(Dataset items)
============================================================
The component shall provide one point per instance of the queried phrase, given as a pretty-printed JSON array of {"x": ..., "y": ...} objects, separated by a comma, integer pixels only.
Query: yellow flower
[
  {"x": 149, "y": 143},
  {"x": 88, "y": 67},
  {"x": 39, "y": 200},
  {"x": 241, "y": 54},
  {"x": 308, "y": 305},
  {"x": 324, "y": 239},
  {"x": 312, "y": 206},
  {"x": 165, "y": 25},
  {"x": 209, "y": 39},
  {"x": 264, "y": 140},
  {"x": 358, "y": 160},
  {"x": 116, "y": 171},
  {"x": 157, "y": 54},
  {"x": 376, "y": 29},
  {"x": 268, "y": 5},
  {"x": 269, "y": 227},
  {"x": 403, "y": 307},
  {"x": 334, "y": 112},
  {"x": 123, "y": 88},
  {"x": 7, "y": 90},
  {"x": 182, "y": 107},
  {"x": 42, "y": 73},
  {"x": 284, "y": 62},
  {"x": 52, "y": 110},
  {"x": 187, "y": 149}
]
============================================================
§ **Problem description**
Reproduce every line of the data verbatim.

§ **Final answer**
The component shall provide one point per instance of the queried phrase, given as a pretty-printed JSON array of {"x": ..., "y": ...} objects, separated by a comma, integer pixels only.
Query: yellow flower
[
  {"x": 149, "y": 143},
  {"x": 88, "y": 67},
  {"x": 39, "y": 200},
  {"x": 241, "y": 54},
  {"x": 308, "y": 305},
  {"x": 324, "y": 239},
  {"x": 312, "y": 206},
  {"x": 165, "y": 25},
  {"x": 209, "y": 39},
  {"x": 264, "y": 140},
  {"x": 358, "y": 160},
  {"x": 116, "y": 171},
  {"x": 157, "y": 54},
  {"x": 376, "y": 29},
  {"x": 268, "y": 5},
  {"x": 269, "y": 227},
  {"x": 403, "y": 307},
  {"x": 334, "y": 112},
  {"x": 123, "y": 88},
  {"x": 7, "y": 90},
  {"x": 182, "y": 107},
  {"x": 42, "y": 73},
  {"x": 284, "y": 62},
  {"x": 52, "y": 110},
  {"x": 187, "y": 149}
]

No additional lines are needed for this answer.